Write each line exactly, from the line that holds "[[117, 142], [996, 551], [163, 566], [39, 106]]" through the final line of the material, and no other line.
=== DATASET RECORDS ===
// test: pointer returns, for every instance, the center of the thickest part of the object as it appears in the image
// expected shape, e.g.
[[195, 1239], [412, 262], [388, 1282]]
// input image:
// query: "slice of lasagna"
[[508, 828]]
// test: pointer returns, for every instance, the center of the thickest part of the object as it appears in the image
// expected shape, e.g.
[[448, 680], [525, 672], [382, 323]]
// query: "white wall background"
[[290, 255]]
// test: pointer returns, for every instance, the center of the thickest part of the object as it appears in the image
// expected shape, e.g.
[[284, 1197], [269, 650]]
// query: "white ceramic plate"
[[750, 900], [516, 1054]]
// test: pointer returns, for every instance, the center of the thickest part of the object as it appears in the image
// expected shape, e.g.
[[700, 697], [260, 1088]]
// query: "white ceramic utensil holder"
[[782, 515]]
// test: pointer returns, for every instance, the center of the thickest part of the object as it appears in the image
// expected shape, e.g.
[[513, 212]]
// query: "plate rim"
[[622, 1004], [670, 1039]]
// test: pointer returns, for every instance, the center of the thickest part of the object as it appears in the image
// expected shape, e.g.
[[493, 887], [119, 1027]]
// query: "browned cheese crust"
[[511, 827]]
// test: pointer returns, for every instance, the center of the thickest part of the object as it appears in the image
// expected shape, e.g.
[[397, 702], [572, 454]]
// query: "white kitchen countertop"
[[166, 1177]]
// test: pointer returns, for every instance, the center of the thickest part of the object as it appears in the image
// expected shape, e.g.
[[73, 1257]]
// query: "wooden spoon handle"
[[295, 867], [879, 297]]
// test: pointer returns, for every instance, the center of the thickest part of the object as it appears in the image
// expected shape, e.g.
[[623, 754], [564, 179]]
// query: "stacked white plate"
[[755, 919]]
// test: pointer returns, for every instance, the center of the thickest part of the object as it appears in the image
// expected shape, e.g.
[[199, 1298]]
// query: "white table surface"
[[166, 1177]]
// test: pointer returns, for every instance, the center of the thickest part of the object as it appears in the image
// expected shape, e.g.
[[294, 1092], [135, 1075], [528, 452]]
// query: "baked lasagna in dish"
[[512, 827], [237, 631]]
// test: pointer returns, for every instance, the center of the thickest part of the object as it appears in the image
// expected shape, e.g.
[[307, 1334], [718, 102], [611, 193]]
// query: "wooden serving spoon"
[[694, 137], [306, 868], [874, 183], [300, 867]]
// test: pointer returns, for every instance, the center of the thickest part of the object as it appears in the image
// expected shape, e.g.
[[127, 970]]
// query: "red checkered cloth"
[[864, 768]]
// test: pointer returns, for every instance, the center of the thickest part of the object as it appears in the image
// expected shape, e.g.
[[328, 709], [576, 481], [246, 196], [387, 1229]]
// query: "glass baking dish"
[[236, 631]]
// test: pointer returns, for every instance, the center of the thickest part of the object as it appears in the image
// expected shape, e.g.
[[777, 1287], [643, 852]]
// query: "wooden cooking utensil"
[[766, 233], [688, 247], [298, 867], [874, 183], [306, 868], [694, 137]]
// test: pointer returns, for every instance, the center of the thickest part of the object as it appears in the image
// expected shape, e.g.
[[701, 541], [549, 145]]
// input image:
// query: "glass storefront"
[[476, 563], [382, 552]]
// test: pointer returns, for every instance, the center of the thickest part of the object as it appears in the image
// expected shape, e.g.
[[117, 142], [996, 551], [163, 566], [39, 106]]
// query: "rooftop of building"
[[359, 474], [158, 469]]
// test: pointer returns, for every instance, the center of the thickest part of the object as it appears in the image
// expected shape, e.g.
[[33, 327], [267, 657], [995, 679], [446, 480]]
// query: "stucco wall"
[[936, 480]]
===
» SOLVED PROBLEM
[[117, 142], [996, 551], [163, 566], [39, 106]]
// query: "rooftop of building"
[[359, 474], [158, 469]]
// test: pointer returns, for every instance, the center of the thickest part of the object as it appears in the image
// expected shape, e.g.
[[33, 327], [267, 657], [995, 679], [446, 480]]
// query: "stucco wall"
[[936, 480]]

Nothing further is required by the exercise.